-------- DATA SECTION --------
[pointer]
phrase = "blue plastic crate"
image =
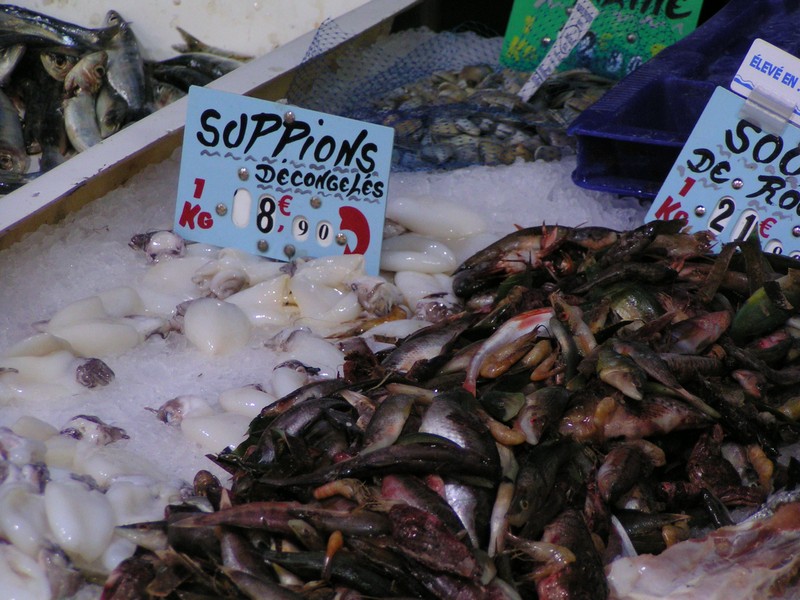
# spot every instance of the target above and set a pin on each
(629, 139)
--------
-------- DATA SECTION --------
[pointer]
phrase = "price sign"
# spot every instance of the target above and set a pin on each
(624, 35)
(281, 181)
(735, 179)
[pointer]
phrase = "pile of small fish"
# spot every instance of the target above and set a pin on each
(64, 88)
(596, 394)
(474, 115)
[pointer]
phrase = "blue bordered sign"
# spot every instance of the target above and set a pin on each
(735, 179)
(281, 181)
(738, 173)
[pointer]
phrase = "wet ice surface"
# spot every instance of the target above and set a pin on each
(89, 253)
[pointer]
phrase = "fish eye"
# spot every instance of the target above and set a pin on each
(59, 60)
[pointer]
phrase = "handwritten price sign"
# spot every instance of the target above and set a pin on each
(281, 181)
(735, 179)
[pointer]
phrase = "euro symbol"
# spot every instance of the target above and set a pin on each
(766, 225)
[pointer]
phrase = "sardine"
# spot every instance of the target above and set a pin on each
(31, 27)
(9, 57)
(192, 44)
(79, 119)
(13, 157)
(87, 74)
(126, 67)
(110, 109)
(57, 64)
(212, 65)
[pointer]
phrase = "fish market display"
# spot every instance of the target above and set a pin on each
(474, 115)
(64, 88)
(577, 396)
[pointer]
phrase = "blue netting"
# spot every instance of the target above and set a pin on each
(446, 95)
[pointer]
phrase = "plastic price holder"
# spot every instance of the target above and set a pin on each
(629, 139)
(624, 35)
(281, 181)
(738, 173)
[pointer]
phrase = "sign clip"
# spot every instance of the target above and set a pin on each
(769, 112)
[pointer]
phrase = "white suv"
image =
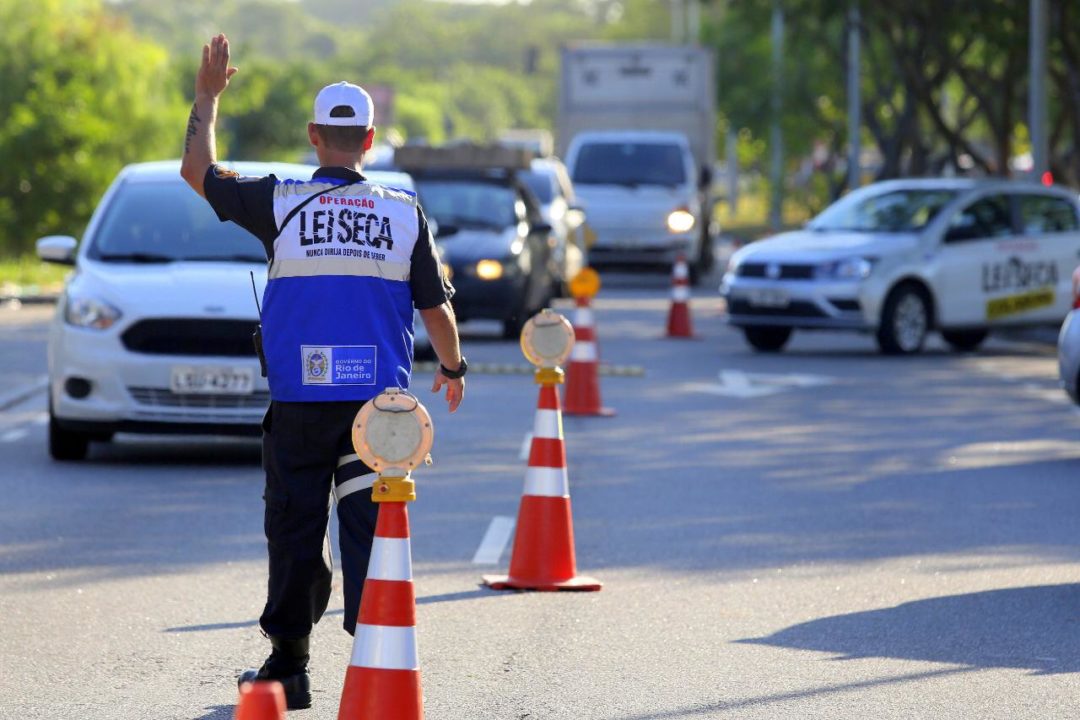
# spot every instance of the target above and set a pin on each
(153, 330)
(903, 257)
--------
**TASK ITEM**
The word "sign" may occur in lines of the records. Report how many such lines there are, giving only the number.

**FINISHED EXERCISE**
4